Exercise goal ::
Print out the complete set of records below, exactly as they read.

Saved entries:
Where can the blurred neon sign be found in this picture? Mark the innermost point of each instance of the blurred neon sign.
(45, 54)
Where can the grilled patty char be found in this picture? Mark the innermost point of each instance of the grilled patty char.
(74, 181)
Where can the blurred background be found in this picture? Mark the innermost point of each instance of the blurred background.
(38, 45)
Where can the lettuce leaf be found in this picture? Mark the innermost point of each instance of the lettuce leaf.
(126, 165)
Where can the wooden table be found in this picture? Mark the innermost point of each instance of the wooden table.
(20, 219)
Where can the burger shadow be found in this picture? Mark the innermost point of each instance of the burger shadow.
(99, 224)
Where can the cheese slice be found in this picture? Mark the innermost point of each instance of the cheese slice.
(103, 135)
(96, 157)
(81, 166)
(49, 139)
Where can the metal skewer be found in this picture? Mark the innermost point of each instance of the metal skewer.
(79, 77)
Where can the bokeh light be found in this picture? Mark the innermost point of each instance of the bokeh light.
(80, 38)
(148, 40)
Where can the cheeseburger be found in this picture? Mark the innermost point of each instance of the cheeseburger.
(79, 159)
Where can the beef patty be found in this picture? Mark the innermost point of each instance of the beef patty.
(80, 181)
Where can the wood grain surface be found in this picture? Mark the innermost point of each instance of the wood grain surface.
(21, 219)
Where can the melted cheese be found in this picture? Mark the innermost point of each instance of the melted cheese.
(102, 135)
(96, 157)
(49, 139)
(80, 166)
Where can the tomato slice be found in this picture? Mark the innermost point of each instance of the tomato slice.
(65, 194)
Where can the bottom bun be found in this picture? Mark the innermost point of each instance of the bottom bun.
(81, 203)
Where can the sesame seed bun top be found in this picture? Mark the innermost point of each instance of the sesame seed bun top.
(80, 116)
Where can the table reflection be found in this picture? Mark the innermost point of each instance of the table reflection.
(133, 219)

Result for this exercise ::
Where can the blurred neon sign be found in this picture? Mark the innermost point of each instance of the blurred neon sign.
(45, 54)
Where can the grilled patty char be found in this picture? Mark the innermost point of each instance of the grilled patty char.
(74, 181)
Where can the blurred background be found in this picture? Mark the innermost point of each instance of the blurred background.
(38, 45)
Where can the lettuce leaf be found in this picture? Mark the innermost point of each instance of the lettuce leaf.
(126, 165)
Where can the wooden table be found in this picture? Mark the innermost point of each instance of the wooden table.
(20, 219)
Where can the burger shadow be found in this picture? Mark the innermost point of each instance of the burger shadow.
(99, 224)
Where can the cheese slice be found in this picture? Mark the innermost point of each instance of the cheese slice.
(103, 135)
(96, 157)
(81, 166)
(49, 139)
Where can the metal skewer be found in this picture? Mark the innermost point of each instance of the metal skewer.
(79, 77)
Where can the bokeh light be found in this picture? Mark the innermost point of each instance of the bokeh light.
(80, 38)
(148, 40)
Where can the cheeseburger be found in this picture? Mark the innermost point of each instance of the cheeseburger.
(79, 159)
Where can the beef patty be found in this picture? Mark the innermost point of each instance of the beef patty.
(80, 181)
Where can the wood grain surface be found in this picture? Mark the innermost point of each instance of the wood grain surface.
(21, 219)
Where can the melted cheese be found in this picture? Mark the innermost point of each instance of the melted cheese.
(102, 135)
(96, 157)
(49, 139)
(80, 166)
Where can the tomato slice be found in this picture? Mark the innermost point of each instance of the tomato slice.
(65, 194)
Where can the bottom bun be found in this picture? Mark the innermost point of each instance of the bottom bun.
(81, 203)
Where can the sesame seed bun top be found in this picture? Mark the innermost point of each instance of the sesame seed bun top.
(80, 116)
Where can the table reflection be found in this picture? Mark the innermost point of each instance of the table reflection.
(133, 219)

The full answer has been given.